====== DOCUMENTO FUENTE
Los barbudos extrajeron la credencial de la chaquetilla y aclararon
con naturalidad : —Estamos comisionados para efectuar estudios y
relevamientos arqueológicos en Salta y Jujuy. Pero el fervor
revolucionario los traicionaba. Los barbudos solían hacer sus
compras de hortalizas a Pedro Guari Apaza, dueño de un desvencijado
rancho en el puesto El Acheral. Don Apaza, un sesentón
reconcentrado, pero cordial con todo el mundo, no terminaba de
aceptar a "los barbones" —como los llamaba— por clientes. Sus armas
y su exótica indumentaria verde oliva lo intimidaban. Una tarde, los
guerrilleros estuvieron más locuaces que nunca. Le preguntaron por
su vida y por los problemas del lugar. Don Apaza los dejó hablar y
cuando le pidieron una mula para que les llevara el cargamento hasta
las lomas de Santa Cruz, al pie de la sierra La Mesada, asintió con
la cabeza. Los barbudos le pagaron al contado la mercancía y el
servicio. Uno de ellos, más efusivo que los otros, lo palmeó y le
dijo: "Algún día todo esto va a acabar". Don Apaza no entendió a
que se refería, pero cuando quedó a solas encontró sobre la mesa del
rancho un rollo de papeles cuyo título, en letras de molde gritaba:
"Proclama al compañero campesino". Cuando terminó de leerlo su
desconfianza se convirtió en temor.
============
====== DATOS DE TRABAJO
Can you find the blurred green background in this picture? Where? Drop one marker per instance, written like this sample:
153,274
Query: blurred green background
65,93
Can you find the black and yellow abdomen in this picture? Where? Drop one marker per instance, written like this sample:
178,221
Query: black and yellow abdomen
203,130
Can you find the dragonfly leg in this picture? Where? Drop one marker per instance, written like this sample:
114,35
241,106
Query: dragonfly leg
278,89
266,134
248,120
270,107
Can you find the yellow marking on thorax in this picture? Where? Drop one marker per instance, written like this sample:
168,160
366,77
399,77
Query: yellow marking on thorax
============
### TAREAS A REALIZAR
[a] Reescribe como lista numerada, sin líneas en blanco, las líneas de los registros que van desde la que contiene "Can you find the dragonfly" hasta el final de los registros, ambos extremos incluidos.
[b] Prolonga el relato sobre don Apaza y los guerrilleros barbudos a partir de su última oración.
El texto y los registros son materiales independientes entre sí.

### RESPUESTAS ESCRITAS
[a]
1. Can you find the dragonfly leg in this picture? Where? Drop one marker per instance, written like this sample:
2. 114,35
3. 241,106
4. Query: dragonfly leg
5. 278,89
6. 266,134
7. 248,120
8. 270,107
9. Can you find the yellow marking on thorax in this picture? Where? Drop one marker per instance, written like this sample:
10. 168,160
11. 366,77
12. 399,77
13. Query: yellow marking on thorax

[b]
Deserción y muerte La
Gendarmería comenzó a hurgar. El registro de pruebas era alarmante.
No cabía duda de que los barbudos intrusos y los guerrilleros que
amenazaban con hacer la revolución eran los mismos. La primera pista
concreta la obtuvo el sargento ayudante Herminio L. Dal Molin al
enterarse de que semanalmente una camioneta sospechosa llegaba por
caminos apartados hasta el linde de la selva. Pero el encuentro con
los guerrilleros fue azaroso. Ocho hombres, al mando del sargento
Dal Molin salieron en un camión desde Orán, en patrullaje de rutina.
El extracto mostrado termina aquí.